#### [Extrait]
◆ ◆ ◆

Pourtant, le mouvement en faveur de la responsabilité sociale des organisations, qui, justement, se concentre sur cette contribution et nécessite une telle réflexion (si possible sincère) sur la place d’une organisation dans le monde, ne cesse de s’étendre et de gagner en légitimité, notamment dans le contexte de la nécessaire transition écologique vers des énergies renouvelables ou vers un rapport plus respectueux des sociétés humaines envers les ressources de la planète qui les fait vivre. Est-ce qu’une autre conception de la responsabilité pourrait être pertinente?
La conception relationnelle de la responsabilité
Comme je l’ai dit plus haut, la notion de « reddition de comptes », accountability en anglais (Olsen, 2015), fait partie intégrante du concept de responsabilité dont l’étymologie suggère qu’elle est la capacité (« -abilité ») de répondre de quelque chose, d’en rendre compte, de donner une réponse à son sujet. Or, rendre compte ou donner une réponse suppose immédiatement une troisième instance : celle à laquelle on donne la réponse. Autrement dit, la responsabilité est toujours située dans un triangle : elle met en scène un sujet (une personne ou une organisation) qui doit répondre de quelque chose (qui peut ou non être une tâche) devant une autre instance, un tiers, qui attend et entend la réponse (et qui pourra la juger ou non satisfaisante). De ce point de vue, une responsabilité suppose nécessairement un lien entre deux instances — celle qui demande une réponse et celle qui la donne. Elle est une relation qui se construit autour d’un objet en reliant au moins deux instances qui ont un intérêt (au sens large) pour cet objet et dont l’une est censée pouvoir donner une réponse à l’autre à son propos.

◆ ◆ ◆

#### [Lignes]
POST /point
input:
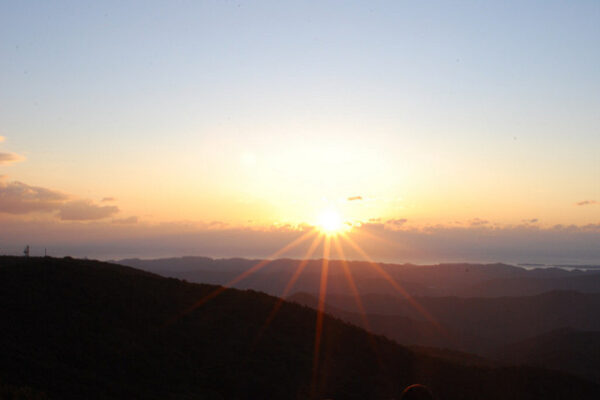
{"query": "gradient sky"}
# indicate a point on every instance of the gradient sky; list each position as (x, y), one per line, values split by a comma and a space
(236, 115)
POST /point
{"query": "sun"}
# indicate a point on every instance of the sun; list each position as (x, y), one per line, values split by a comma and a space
(330, 222)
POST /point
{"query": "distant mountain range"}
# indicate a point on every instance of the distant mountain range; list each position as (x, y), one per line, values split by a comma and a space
(77, 329)
(462, 280)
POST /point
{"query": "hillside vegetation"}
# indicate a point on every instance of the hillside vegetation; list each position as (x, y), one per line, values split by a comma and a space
(85, 329)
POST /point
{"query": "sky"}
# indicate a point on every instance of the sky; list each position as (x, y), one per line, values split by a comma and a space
(462, 130)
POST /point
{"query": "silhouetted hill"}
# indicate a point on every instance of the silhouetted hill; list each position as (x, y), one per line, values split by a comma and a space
(563, 349)
(475, 325)
(85, 329)
(461, 280)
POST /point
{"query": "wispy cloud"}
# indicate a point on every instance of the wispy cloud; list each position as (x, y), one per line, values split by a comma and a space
(126, 221)
(85, 210)
(396, 222)
(531, 220)
(9, 158)
(478, 222)
(19, 198)
(587, 202)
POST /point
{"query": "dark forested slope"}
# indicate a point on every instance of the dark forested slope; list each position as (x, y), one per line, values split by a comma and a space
(85, 329)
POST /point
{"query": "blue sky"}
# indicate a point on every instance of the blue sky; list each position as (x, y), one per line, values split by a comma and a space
(267, 112)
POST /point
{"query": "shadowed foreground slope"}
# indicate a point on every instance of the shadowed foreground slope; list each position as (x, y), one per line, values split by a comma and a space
(85, 329)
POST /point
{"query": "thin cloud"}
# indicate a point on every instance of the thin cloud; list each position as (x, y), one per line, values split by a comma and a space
(587, 203)
(9, 158)
(531, 221)
(85, 210)
(478, 222)
(396, 222)
(126, 221)
(20, 198)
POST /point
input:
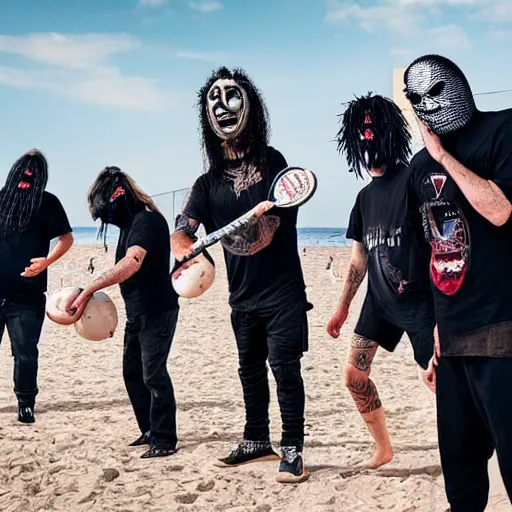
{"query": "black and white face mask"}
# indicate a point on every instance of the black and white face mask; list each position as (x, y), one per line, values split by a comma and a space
(439, 94)
(228, 109)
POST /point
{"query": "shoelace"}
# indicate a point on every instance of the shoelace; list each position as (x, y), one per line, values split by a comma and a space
(250, 446)
(290, 453)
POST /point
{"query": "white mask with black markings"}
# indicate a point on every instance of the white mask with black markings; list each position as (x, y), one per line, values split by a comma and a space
(228, 108)
(439, 94)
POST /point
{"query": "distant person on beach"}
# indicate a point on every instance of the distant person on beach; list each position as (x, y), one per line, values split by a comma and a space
(267, 290)
(142, 270)
(463, 181)
(388, 244)
(30, 218)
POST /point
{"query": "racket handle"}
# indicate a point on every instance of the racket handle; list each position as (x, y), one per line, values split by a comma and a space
(203, 243)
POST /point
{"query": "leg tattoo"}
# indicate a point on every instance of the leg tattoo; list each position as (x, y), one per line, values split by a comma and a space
(361, 387)
(365, 395)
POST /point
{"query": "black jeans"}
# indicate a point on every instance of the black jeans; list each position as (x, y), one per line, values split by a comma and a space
(474, 415)
(24, 324)
(147, 343)
(281, 336)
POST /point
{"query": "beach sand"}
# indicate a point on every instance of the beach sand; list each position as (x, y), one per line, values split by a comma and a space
(76, 456)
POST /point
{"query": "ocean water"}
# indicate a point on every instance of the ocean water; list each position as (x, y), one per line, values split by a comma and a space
(310, 237)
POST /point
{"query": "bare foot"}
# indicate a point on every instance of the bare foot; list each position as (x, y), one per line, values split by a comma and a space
(380, 457)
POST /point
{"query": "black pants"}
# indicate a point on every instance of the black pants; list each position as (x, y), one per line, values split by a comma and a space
(147, 342)
(474, 415)
(24, 324)
(281, 336)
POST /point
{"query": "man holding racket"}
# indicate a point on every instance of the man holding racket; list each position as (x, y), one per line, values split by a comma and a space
(267, 290)
(388, 244)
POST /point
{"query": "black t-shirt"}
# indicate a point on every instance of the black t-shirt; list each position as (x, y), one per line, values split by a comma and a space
(17, 249)
(471, 268)
(149, 291)
(388, 224)
(262, 259)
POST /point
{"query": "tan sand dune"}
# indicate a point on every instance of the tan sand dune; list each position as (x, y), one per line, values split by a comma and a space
(76, 456)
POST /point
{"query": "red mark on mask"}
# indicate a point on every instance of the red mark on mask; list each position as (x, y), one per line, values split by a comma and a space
(368, 134)
(119, 191)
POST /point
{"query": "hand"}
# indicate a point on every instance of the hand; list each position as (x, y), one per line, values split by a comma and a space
(428, 376)
(77, 303)
(432, 143)
(263, 207)
(182, 247)
(336, 322)
(37, 265)
(437, 347)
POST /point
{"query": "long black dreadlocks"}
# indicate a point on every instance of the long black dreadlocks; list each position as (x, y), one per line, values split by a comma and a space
(22, 194)
(256, 134)
(373, 132)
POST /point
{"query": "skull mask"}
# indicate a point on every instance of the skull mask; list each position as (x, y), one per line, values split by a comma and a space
(439, 93)
(228, 108)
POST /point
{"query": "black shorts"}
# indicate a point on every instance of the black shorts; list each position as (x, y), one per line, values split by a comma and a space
(416, 318)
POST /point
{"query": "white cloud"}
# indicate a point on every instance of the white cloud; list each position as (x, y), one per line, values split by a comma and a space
(206, 5)
(205, 57)
(87, 51)
(447, 38)
(375, 16)
(77, 67)
(151, 3)
(414, 18)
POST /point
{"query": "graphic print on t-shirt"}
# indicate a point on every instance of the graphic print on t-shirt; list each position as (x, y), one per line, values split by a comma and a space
(250, 239)
(378, 243)
(447, 232)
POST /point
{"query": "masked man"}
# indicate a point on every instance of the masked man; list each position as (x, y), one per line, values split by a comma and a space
(388, 244)
(142, 269)
(267, 290)
(30, 218)
(463, 180)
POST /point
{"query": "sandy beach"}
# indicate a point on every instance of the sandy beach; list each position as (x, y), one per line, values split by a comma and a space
(76, 456)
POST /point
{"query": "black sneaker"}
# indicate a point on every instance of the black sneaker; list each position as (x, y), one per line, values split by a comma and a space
(142, 440)
(291, 469)
(26, 414)
(159, 450)
(247, 452)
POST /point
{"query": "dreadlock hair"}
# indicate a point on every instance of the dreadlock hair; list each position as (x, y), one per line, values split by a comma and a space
(22, 194)
(98, 197)
(391, 138)
(255, 137)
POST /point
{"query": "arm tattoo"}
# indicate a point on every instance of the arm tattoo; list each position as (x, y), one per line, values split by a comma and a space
(123, 270)
(365, 394)
(187, 225)
(483, 195)
(352, 282)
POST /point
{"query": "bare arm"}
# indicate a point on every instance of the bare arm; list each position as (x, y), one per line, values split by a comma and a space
(37, 265)
(355, 273)
(483, 195)
(123, 270)
(62, 246)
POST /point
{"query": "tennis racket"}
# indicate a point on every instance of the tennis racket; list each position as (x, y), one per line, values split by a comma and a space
(292, 187)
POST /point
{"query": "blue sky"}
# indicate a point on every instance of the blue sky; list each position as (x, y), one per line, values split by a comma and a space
(113, 82)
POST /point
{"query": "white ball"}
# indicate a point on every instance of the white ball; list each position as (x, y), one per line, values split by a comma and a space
(99, 319)
(194, 277)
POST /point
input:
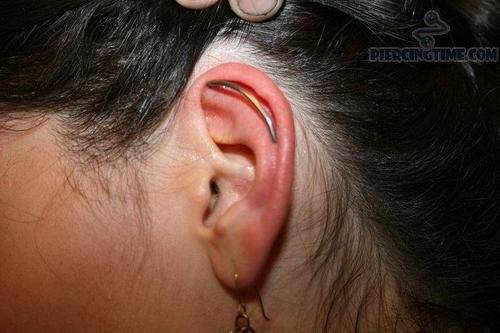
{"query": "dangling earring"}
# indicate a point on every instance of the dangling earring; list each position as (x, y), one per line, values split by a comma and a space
(242, 321)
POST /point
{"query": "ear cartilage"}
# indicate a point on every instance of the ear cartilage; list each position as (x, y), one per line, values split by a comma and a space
(253, 100)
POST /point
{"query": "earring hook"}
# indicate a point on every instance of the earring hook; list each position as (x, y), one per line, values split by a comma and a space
(258, 296)
(253, 100)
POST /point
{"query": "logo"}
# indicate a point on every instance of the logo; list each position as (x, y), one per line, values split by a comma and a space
(428, 52)
(435, 27)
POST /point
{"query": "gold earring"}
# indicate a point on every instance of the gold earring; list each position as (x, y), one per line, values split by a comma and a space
(242, 320)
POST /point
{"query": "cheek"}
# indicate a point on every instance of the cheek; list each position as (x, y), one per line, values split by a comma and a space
(90, 268)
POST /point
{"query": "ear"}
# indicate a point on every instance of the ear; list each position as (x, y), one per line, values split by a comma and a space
(252, 175)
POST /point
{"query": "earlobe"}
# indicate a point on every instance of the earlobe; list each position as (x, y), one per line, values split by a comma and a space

◆ ◆ ◆

#### [Tâche 1]
Citez fidèlement le passage de l'extrait sur la responsabilité compris entre « Pourtant, le mouvement » et « pourrait être pertinente? », bornes incluses.
#### [Tâche 2]
Poursuivez la rédaction de l'extrait sur la responsabilité à partir de sa dernière phrase.
Les entrées proviennent d'une autre source.

#### [Réponse rédigée 1]
Pourtant, le mouvement en faveur de la responsabilité sociale des organisations, qui, justement, se concentre sur cette contribution et nécessite une telle réflexion (si possible sincère) sur la place d’une organisation dans le monde, ne cesse de s’étendre et de gagner en légitimité, notamment dans le contexte de la nécessaire transition écologique vers des énergies renouvelables ou vers un rapport plus respectueux des sociétés humaines envers les ressources de la planète qui les fait vivre. Est-ce qu’une autre conception de la responsabilité pourrait être pertinente?

#### [Réponse rédigée 2]
Notes manuscrites
Le tiers est l’autorité devant laquelle on assume un geste ou une parole : texte, personne, institution, politique.
Dans une relation vivante, une réponse en appelle toujours une autre, à l’infini. Pour cette conception relationnelle du monde (Sarr, 2017), chaque acte, chaque parole, chaque expérience vécue crée une possible résonance (Rosa, 2017) chez autrui et appelle une réponse, à la différence du monde rempli de tâches délimitées assignées à des personnes que propose le positivisme rationaliste. Pour le philosophe Emmanuel Lévinas (1984), c’est le visage d’autrui qui appelle immédiatement une réponse, sans argument logique ou rationnel faisant état d’un lien institué : le visage permet de reconnaître une commune humanité et crée immédiatement une responsabilité « pour » autrui. Jullien (1995), s’inspirant d’une légende chinoise, explique que croiser le regard d’un animal peut produire le même effet : plus possible de l’envoyer à la boucherie ensuite – sauf en s’interdisant d’éprouver ou de se laisser guider par ces indispensables et humanisantes émotions morales qui nourrissent la sollicitude pour autrui et s’en nourrissent (Metz, 2013; Mozère, 2004; Nurock, 2010; Nussbaum, 2015, 2001).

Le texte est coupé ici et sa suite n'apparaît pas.